Collection entries
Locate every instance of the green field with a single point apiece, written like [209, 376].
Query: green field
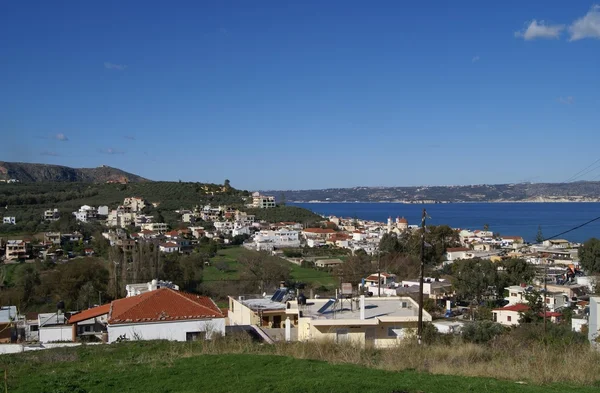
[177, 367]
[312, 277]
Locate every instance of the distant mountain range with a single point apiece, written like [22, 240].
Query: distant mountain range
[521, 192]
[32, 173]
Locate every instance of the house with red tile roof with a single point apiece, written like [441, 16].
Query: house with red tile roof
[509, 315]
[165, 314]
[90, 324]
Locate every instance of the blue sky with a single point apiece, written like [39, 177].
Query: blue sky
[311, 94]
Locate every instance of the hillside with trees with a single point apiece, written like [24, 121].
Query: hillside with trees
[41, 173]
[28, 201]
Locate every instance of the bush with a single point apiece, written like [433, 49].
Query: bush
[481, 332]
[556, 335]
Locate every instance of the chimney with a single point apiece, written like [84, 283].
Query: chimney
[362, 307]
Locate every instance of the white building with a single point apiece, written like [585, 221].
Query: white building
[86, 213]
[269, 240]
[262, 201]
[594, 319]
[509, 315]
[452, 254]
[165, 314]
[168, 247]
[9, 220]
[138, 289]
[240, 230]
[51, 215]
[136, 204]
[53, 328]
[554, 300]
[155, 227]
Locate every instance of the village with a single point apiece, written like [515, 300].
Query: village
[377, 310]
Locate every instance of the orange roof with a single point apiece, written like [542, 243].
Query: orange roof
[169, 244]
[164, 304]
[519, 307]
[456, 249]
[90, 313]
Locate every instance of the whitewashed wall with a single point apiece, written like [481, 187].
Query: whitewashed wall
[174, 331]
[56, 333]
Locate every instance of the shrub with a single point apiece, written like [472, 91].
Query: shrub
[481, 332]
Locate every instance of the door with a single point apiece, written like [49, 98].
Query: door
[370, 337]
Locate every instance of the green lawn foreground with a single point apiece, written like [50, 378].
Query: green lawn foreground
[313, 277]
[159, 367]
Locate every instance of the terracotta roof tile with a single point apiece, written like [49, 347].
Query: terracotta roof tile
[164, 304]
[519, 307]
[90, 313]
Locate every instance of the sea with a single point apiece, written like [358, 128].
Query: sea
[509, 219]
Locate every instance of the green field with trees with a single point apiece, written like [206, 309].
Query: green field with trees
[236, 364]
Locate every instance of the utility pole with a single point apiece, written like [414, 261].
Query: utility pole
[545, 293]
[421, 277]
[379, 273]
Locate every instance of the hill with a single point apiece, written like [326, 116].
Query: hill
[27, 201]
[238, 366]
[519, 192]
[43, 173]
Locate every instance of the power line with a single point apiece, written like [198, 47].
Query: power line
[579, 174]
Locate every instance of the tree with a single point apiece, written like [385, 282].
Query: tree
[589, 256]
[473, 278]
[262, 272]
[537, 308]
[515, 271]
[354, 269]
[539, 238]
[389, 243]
--
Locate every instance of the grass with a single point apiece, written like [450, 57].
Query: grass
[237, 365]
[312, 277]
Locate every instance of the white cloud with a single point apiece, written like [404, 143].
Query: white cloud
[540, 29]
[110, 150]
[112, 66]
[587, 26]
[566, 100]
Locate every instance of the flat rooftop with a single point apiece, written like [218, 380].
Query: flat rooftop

* [EXERCISE]: Only one stretch of the entries above is wanted: the lines from the one containing "Query: white cloud" through the one containing "Query: flat rooftop". Please reproduce it exactly.

* [EXERCISE ANSWER]:
Query: white cloud
[540, 29]
[110, 150]
[112, 66]
[587, 26]
[566, 100]
Locate every instance of the flat rooftop with a single point apiece, written like [218, 380].
Query: flat rooftop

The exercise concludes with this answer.